EXCERPTED TEXT
Ex-UN Chief, UK Trade Union Highlight Zionist Apartheid

LONDON (Dispatches) – One of Britain’s leading trade unions, ASLEF, has published an article in its monthly journal highlighting the Zionist regime’s apartheid, another sign of the growing awareness of systemic racism that Palestinians suffer under the occupying regime’s brutal military occupation.
Under the headline “No peace without justice” the piece was written by Hussein Ezzedine, the secretary of the Edinburgh branch of the 22,000-member train drivers’ union.
He denounced Zionism as a racist ideology and called on readers to join the global Boycott, Divestment and Sanctions (BDS) movement. BDS seeks to end the structural racism in occupied Palestine, just as international sanctions played a leading role in dismantling the apartheid regime in South Africa.
“It is actually very simple,” wrote Ezzedine as he pointed out that Zionism is a racist ideology. “There is an occupier and an occupied. There are ethnic cleansers and the ethnically cleansed. There is discrimination and the victims of discrimination.”

TASK INSTRUCTIONS
- 1) In the excerpt about the union journal article, list each pair of opposing groups that Ezzedine names in his quotation.
- 2) Collect every line of the listing that contains the string "black", treating uppercase and lowercase as different.
The excerpt and the listing that follows it are unrelated to each other.

DATASET
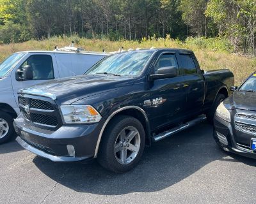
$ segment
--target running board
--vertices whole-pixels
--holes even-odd
[[[161,140],[165,138],[167,138],[168,136],[173,135],[174,135],[177,133],[179,133],[185,129],[187,129],[188,127],[193,126],[205,120],[205,119],[206,119],[205,115],[200,115],[196,119],[195,119],[192,120],[190,120],[184,124],[182,124],[181,126],[175,127],[168,131],[166,131],[164,132],[161,133],[157,135],[155,135],[154,136],[153,136],[153,140],[154,142],[158,142],[159,140]]]

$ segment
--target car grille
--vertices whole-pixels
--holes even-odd
[[[256,133],[256,126],[235,121],[236,128],[239,130],[245,131],[251,133]]]
[[[256,120],[256,115],[248,115],[248,114],[241,114],[237,113],[236,115],[237,117],[242,117],[250,120]]]
[[[19,97],[19,103],[20,112],[26,119],[43,126],[58,126],[59,112],[54,103],[23,96]]]

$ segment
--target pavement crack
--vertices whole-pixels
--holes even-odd
[[[61,180],[64,178],[65,173],[70,170],[70,168],[68,168],[63,173],[63,174],[61,175],[61,177],[60,178],[58,181],[56,181],[54,184],[53,185],[50,191],[48,191],[47,194],[44,196],[44,200],[41,201],[40,204],[42,204],[45,202],[46,198],[51,194],[51,193],[54,190],[54,189],[56,187],[57,185],[61,181]]]

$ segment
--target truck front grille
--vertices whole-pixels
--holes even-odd
[[[239,130],[244,131],[253,134],[256,133],[256,126],[237,121],[235,121],[235,125],[236,128]]]
[[[236,117],[242,117],[250,120],[256,120],[256,115],[249,115],[249,114],[243,114],[237,113],[236,115]]]
[[[35,96],[19,96],[19,103],[22,116],[35,126],[44,128],[58,127],[61,124],[58,106],[54,101],[41,98],[38,99]]]
[[[56,126],[58,125],[57,119],[54,116],[31,113],[31,118],[34,122],[52,126]]]
[[[31,108],[43,109],[43,110],[53,110],[52,105],[50,102],[31,99],[30,100]]]

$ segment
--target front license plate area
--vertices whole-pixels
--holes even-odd
[[[256,138],[251,139],[251,149],[253,151],[256,151]]]
[[[23,138],[25,140],[29,140],[29,135],[24,131],[20,131],[21,138]]]

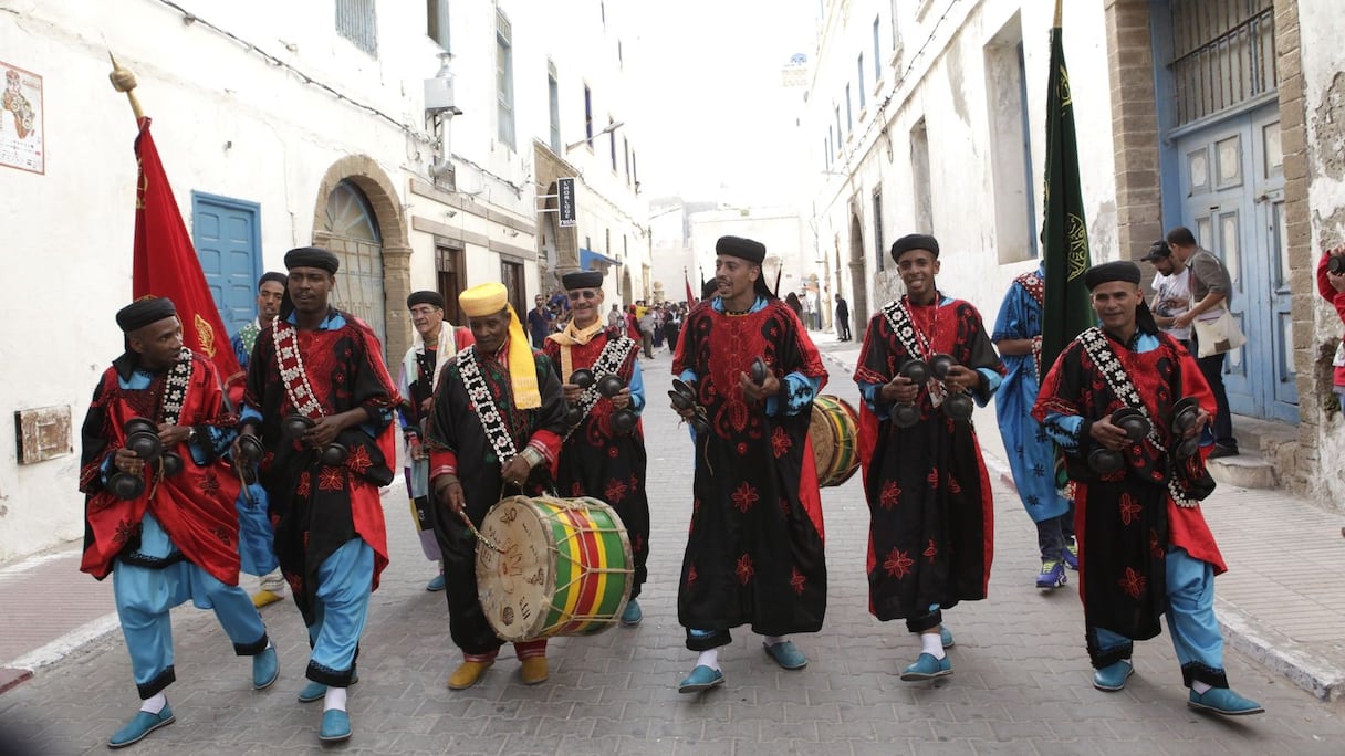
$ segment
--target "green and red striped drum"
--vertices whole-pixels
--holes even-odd
[[[500,549],[477,546],[476,585],[502,640],[603,632],[631,599],[631,541],[599,499],[510,496],[480,530]]]
[[[818,486],[839,486],[859,468],[859,416],[845,400],[830,394],[812,400],[808,440]]]

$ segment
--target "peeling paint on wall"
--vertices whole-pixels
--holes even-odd
[[[1313,110],[1311,165],[1326,178],[1345,179],[1345,71],[1336,71]],[[1338,226],[1337,226],[1338,227]]]

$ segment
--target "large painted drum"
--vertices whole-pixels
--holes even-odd
[[[845,400],[829,394],[812,400],[808,440],[818,486],[839,486],[859,468],[859,416]]]
[[[616,624],[635,561],[616,511],[590,499],[511,496],[486,515],[476,585],[503,640],[593,635]]]

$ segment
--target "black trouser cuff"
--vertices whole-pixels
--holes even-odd
[[[1098,643],[1098,632],[1092,628],[1088,628],[1084,638],[1088,639],[1088,658],[1092,660],[1095,670],[1110,667],[1116,662],[1128,659],[1130,655],[1135,652],[1135,643],[1132,640],[1127,640],[1120,646],[1103,651],[1102,646]]]
[[[907,619],[907,630],[911,632],[924,632],[927,630],[933,630],[940,624],[943,624],[943,609],[935,609],[928,615]]]
[[[234,654],[238,654],[239,656],[256,656],[257,654],[265,651],[269,644],[270,638],[262,632],[261,638],[254,643],[234,643]]]
[[[355,675],[355,665],[348,670],[334,670],[309,659],[308,679],[325,685],[327,687],[350,687],[350,678]]]
[[[1228,675],[1224,670],[1206,667],[1200,662],[1186,662],[1181,666],[1181,681],[1186,687],[1193,682],[1204,682],[1210,687],[1228,687]]]
[[[155,675],[153,679],[144,685],[136,685],[136,693],[140,694],[140,700],[153,698],[163,689],[168,687],[178,679],[178,673],[174,671],[172,665],[164,667],[164,671]]]
[[[691,628],[686,628],[686,647],[691,651],[709,651],[710,648],[718,648],[729,643],[733,643],[733,636],[728,630],[697,631],[693,634]]]

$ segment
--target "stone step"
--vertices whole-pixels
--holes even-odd
[[[1278,488],[1279,479],[1275,465],[1266,457],[1244,447],[1235,457],[1219,457],[1208,461],[1209,474],[1221,486],[1239,488]]]

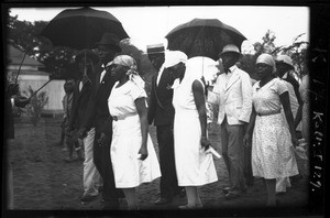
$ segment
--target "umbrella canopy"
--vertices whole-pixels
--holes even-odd
[[[215,61],[227,44],[241,47],[246,37],[218,19],[194,19],[173,29],[166,36],[168,50],[179,50],[187,56],[206,56]]]
[[[59,12],[40,35],[50,39],[54,46],[82,50],[91,47],[105,33],[113,33],[119,40],[129,37],[111,13],[84,7]]]

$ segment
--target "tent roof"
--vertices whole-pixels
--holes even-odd
[[[24,56],[23,52],[21,52],[20,50],[15,48],[12,45],[8,45],[8,58],[11,65],[20,65],[23,59],[23,56]],[[25,56],[22,65],[36,66],[36,67],[44,66],[42,63],[33,59],[28,55]]]

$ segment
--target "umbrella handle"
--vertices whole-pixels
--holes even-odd
[[[15,78],[15,84],[18,84],[18,79],[19,79],[19,75],[20,75],[20,72],[21,72],[22,64],[23,64],[23,62],[25,59],[25,56],[26,56],[28,52],[30,52],[30,50],[31,48],[26,50],[26,52],[24,53],[24,56],[23,56],[23,58],[21,61],[21,64],[20,64],[20,67],[19,67],[19,70],[18,70],[18,75],[16,75],[16,78]]]
[[[52,80],[53,80],[53,79],[47,80],[47,83],[45,83],[42,87],[40,87],[36,91],[34,91],[34,92],[29,97],[29,99],[31,100],[31,98],[32,98],[33,96],[35,96],[35,95],[37,94],[37,91],[40,91],[43,87],[45,87],[45,86],[46,86],[47,84],[50,84]]]

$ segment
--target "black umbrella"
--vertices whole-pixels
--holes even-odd
[[[166,36],[168,50],[178,50],[187,56],[206,56],[217,61],[227,44],[241,47],[246,37],[237,29],[217,19],[194,19],[173,29]]]
[[[105,33],[113,33],[119,40],[129,37],[111,13],[84,7],[59,12],[40,35],[50,39],[54,46],[82,50],[91,47]]]

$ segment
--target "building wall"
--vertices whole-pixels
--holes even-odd
[[[29,86],[35,91],[48,81],[48,76],[46,75],[20,75],[19,84],[20,91],[28,91]],[[44,112],[46,113],[62,113],[63,105],[62,99],[65,95],[64,92],[65,80],[52,80],[45,87],[43,87],[38,92],[45,91],[48,97],[48,102],[44,107]]]

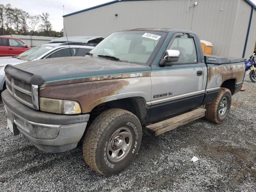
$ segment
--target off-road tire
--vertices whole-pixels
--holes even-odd
[[[221,101],[225,97],[227,101],[227,108],[225,113],[222,116],[221,116],[219,114],[219,107]],[[209,121],[218,124],[222,123],[226,119],[229,112],[231,106],[231,93],[228,89],[220,88],[217,97],[212,102],[206,106],[206,118]]]
[[[131,133],[132,145],[123,159],[113,162],[108,156],[106,149],[114,133],[123,127]],[[142,135],[141,125],[133,114],[120,109],[107,110],[99,115],[88,128],[83,144],[84,160],[100,174],[110,175],[119,172],[128,166],[137,154]]]
[[[5,82],[4,82],[4,85],[3,86],[3,91],[4,91],[4,90],[5,90],[6,89],[6,84]]]
[[[251,71],[251,72],[249,74],[249,76],[250,77],[250,79],[251,80],[252,82],[254,83],[256,83],[256,79],[253,78],[252,76],[254,75],[254,71]]]

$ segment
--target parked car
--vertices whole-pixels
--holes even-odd
[[[117,32],[89,54],[8,65],[2,98],[14,135],[51,152],[84,136],[86,162],[105,175],[132,162],[142,130],[156,136],[204,116],[223,122],[244,77],[243,59],[204,56],[189,31]]]
[[[68,40],[72,42],[81,42],[98,44],[104,39],[101,36],[71,36],[55,38],[51,40],[51,42],[64,42]]]
[[[70,56],[84,56],[96,45],[93,43],[52,42],[32,48],[18,55],[0,58],[0,91],[6,88],[4,67],[40,59]]]
[[[0,36],[0,57],[18,55],[31,48],[29,45],[18,38]]]

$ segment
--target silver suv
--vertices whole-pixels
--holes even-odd
[[[16,56],[0,58],[0,90],[6,88],[4,69],[8,64],[15,65],[30,61],[55,57],[84,56],[96,44],[79,42],[53,42],[34,47]]]

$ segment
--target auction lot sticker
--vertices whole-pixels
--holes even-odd
[[[154,34],[151,34],[151,33],[146,33],[143,35],[142,36],[143,37],[146,37],[146,38],[149,38],[150,39],[154,39],[154,40],[158,40],[159,38],[161,37],[161,36],[159,35],[154,35]]]

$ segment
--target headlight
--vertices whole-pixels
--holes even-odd
[[[74,101],[40,98],[40,110],[60,114],[79,114],[81,113],[79,104]]]

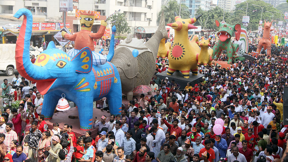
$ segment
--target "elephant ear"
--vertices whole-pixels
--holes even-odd
[[[79,73],[88,73],[91,71],[93,65],[92,52],[88,47],[83,48],[71,61],[73,62],[76,71]]]

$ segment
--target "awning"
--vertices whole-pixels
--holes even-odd
[[[156,26],[139,26],[135,29],[134,33],[155,33],[158,27]]]

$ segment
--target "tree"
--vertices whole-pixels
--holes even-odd
[[[159,22],[160,21],[161,13],[162,11],[164,12],[164,16],[166,23],[168,24],[175,22],[174,12],[176,12],[177,15],[179,14],[180,6],[180,4],[177,3],[177,1],[170,0],[167,5],[162,6],[157,16],[157,22]],[[191,15],[188,10],[188,7],[183,3],[181,3],[180,15],[181,18],[183,19],[189,18]]]
[[[201,15],[200,18],[195,22],[194,25],[200,25],[204,29],[215,29],[217,27],[215,25],[215,20],[221,22],[223,20],[223,9],[218,6],[208,11],[204,11],[199,7],[196,11],[196,16]],[[229,23],[232,22],[234,19],[231,18],[232,14],[228,12],[225,12],[224,20],[226,23]]]
[[[270,4],[266,3],[262,1],[254,1],[248,3],[247,16],[250,16],[250,23],[248,24],[247,29],[253,31],[258,29],[258,26],[259,26],[259,22],[261,18],[262,9],[261,8],[252,5],[252,4],[262,7],[270,5]],[[236,21],[236,22],[239,24],[242,23],[242,17],[246,15],[247,7],[247,4],[245,2],[242,2],[235,6],[235,8],[234,14],[235,17],[237,18],[235,20]],[[280,12],[279,10],[272,6],[267,6],[264,8],[262,13],[262,20],[263,22],[264,21],[264,20],[269,22],[270,22],[272,20],[272,14],[266,12],[265,11],[266,11],[272,13]],[[280,20],[280,13],[274,14],[273,19],[274,20]]]
[[[108,19],[111,22],[112,26],[116,26],[115,35],[119,36],[120,33],[130,33],[130,28],[128,26],[128,23],[125,20],[124,13],[117,12],[109,17]]]

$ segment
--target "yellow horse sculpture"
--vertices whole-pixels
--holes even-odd
[[[190,70],[193,75],[198,74],[196,55],[200,53],[200,49],[196,42],[189,41],[188,30],[197,28],[192,24],[200,16],[184,19],[176,16],[176,22],[167,24],[175,30],[174,42],[168,55],[169,67],[167,74],[172,75],[177,70],[186,78],[189,78]]]

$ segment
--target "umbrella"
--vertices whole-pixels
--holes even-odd
[[[152,91],[152,89],[150,86],[146,85],[141,85],[135,87],[133,90],[133,93],[137,94],[142,94]]]

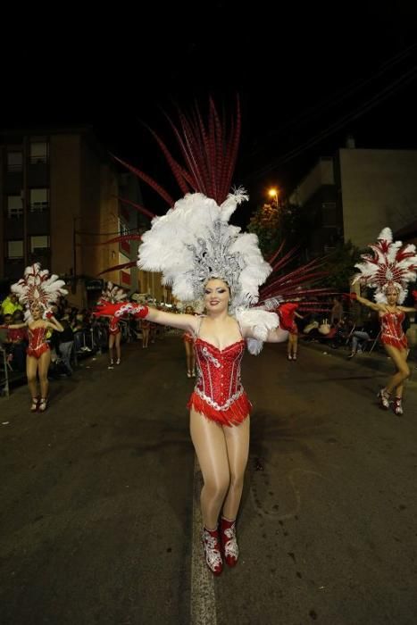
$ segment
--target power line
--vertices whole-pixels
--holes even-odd
[[[399,79],[394,80],[388,87],[381,89],[381,91],[379,91],[376,96],[370,98],[367,102],[363,103],[359,107],[354,109],[352,112],[344,115],[338,121],[334,122],[324,130],[321,130],[318,134],[314,135],[307,141],[304,141],[304,143],[300,144],[292,150],[289,150],[288,152],[287,152],[287,154],[283,154],[279,158],[275,159],[266,167],[263,167],[254,171],[253,174],[249,174],[248,176],[246,176],[246,179],[252,179],[253,178],[258,178],[262,175],[264,175],[275,169],[275,167],[277,167],[278,165],[283,164],[284,162],[288,162],[288,161],[293,160],[296,156],[299,156],[308,148],[313,147],[313,146],[315,146],[317,143],[320,143],[322,139],[339,130],[349,121],[353,121],[354,120],[362,117],[362,115],[363,115],[365,112],[368,112],[379,104],[386,100],[399,88],[404,87],[405,85],[414,80],[416,77],[417,66],[414,66],[411,70],[406,71],[404,74],[403,74],[403,76],[401,76]]]
[[[397,53],[390,59],[386,61],[372,76],[367,79],[361,79],[359,80],[354,81],[347,87],[344,87],[341,89],[338,89],[338,91],[334,92],[331,96],[329,96],[327,99],[300,112],[299,115],[289,120],[288,122],[279,126],[275,130],[272,130],[272,132],[269,132],[268,138],[271,138],[272,137],[276,137],[277,135],[282,133],[284,130],[287,130],[291,126],[294,126],[296,123],[302,123],[303,121],[306,121],[311,117],[318,116],[321,113],[331,108],[332,106],[342,103],[344,100],[350,97],[353,94],[359,91],[362,88],[371,83],[376,79],[380,78],[388,70],[391,70],[398,62],[403,61],[405,57],[409,56],[416,48],[417,44],[413,44],[407,48],[404,48],[404,50],[402,50],[401,52]],[[253,157],[254,154],[258,154],[259,152],[262,152],[262,150],[263,149],[264,147],[256,148],[255,150],[249,153],[248,158]]]

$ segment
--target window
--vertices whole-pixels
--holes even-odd
[[[49,143],[47,141],[30,141],[30,162],[47,162],[49,160]]]
[[[7,171],[22,171],[23,170],[23,153],[22,152],[8,152],[7,153]]]
[[[45,212],[49,208],[49,189],[30,189],[30,212]]]
[[[30,254],[45,254],[49,249],[49,237],[30,237]]]
[[[126,226],[121,220],[119,220],[119,232],[123,237],[130,232],[129,229]]]
[[[335,202],[323,202],[321,204],[324,228],[332,228],[337,225],[337,212]]]
[[[7,196],[7,217],[21,219],[23,216],[23,203],[21,196]]]
[[[23,241],[7,241],[7,258],[23,258]]]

RESPONSES TO THE TASKS
- 1)
- an occupier and an occupied
- ethnic cleansers and the ethnically cleansed
- discrimination and the victims of discrimination

- 2)
--target "black trouser cuff"
--target "black umbrella"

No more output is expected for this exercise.